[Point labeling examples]
▬▬▬▬▬▬▬▬▬▬
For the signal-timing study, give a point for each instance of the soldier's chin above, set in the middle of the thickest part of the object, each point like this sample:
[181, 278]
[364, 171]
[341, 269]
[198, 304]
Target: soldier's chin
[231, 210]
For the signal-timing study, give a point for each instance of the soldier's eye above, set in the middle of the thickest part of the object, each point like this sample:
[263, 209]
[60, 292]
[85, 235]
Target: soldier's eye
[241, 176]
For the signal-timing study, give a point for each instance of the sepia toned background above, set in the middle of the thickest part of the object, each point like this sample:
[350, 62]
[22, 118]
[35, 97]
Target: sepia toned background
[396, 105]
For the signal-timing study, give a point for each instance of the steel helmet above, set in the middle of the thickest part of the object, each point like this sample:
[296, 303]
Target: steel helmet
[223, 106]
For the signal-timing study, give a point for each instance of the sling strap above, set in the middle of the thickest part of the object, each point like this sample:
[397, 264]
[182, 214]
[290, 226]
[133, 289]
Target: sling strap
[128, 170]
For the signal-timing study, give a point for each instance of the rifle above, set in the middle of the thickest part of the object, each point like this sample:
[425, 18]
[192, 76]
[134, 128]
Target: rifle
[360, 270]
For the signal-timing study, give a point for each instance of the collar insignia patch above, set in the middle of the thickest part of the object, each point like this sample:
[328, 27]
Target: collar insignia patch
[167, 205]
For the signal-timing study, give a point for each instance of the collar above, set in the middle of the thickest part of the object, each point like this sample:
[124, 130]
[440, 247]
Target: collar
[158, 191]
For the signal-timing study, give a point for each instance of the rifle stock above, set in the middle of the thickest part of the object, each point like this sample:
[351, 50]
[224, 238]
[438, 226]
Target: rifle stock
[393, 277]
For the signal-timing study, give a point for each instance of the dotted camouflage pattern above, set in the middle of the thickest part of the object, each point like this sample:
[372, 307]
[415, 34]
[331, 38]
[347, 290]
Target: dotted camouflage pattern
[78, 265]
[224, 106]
▬▬▬▬▬▬▬▬▬▬
:: WRITTEN EXERCISE ::
Write out the records shown above, exactly as they appear.

:: RIGHT ANSWER ::
For the signal-timing study, give a point for each instance of the soldier's chin above, set in the middle of the thickest part of the object, each point like this sample:
[181, 278]
[364, 171]
[341, 269]
[198, 304]
Target: soldier's chin
[231, 210]
For the signal-timing study, give a point for each instance of the soldier's eye above, set in the middle of the thickest part of the object, each point like this sample:
[263, 209]
[60, 292]
[85, 235]
Target: soldier's eye
[241, 176]
For the signal-timing study, give a point for each instance of the sepia toned background above, set in the middle of the thickest part of the object, each point like this sample:
[350, 62]
[22, 118]
[35, 97]
Target: sepia toned background
[396, 105]
For the signal-timing study, give a point for each instance of the steel helmet above, set in the middle of the thickest part of the object, each point like this sample:
[296, 303]
Target: steel helmet
[223, 106]
For the signal-timing study, give a point for each instance of the sling strap above, set in the middle of the thickest part of the object, each point like this sample:
[397, 264]
[182, 214]
[290, 226]
[133, 289]
Target: sling strap
[128, 170]
For the signal-timing study, give a point for each instance of the rifle above, set in the middle of the thickest part of the object, each point like this sample:
[425, 18]
[192, 76]
[134, 128]
Target: rifle
[360, 270]
For the signal-timing study, give a point for each instance of the collar insignia patch above, set in the middle of the thickest part of the object, each point like this sample:
[328, 27]
Target: collar insignia patch
[167, 205]
For the signal-timing study, give a point for each instance of the collar above, set in the middle of the thickest part of the object, each point like this sample:
[124, 130]
[440, 247]
Target: collar
[158, 191]
For the signal-timing study, give a point for each instance of the rifle stock above, set in the middle of the thickest part of the object, each point like this sample:
[351, 50]
[224, 238]
[438, 226]
Target: rifle stock
[393, 277]
For the signal-timing study, give a point for each instance of the dotted camouflage pattern above, set in the middle of the thickest part of the object, each point like this sample:
[372, 307]
[415, 34]
[331, 38]
[347, 290]
Target: dotted camouflage pattern
[78, 265]
[224, 106]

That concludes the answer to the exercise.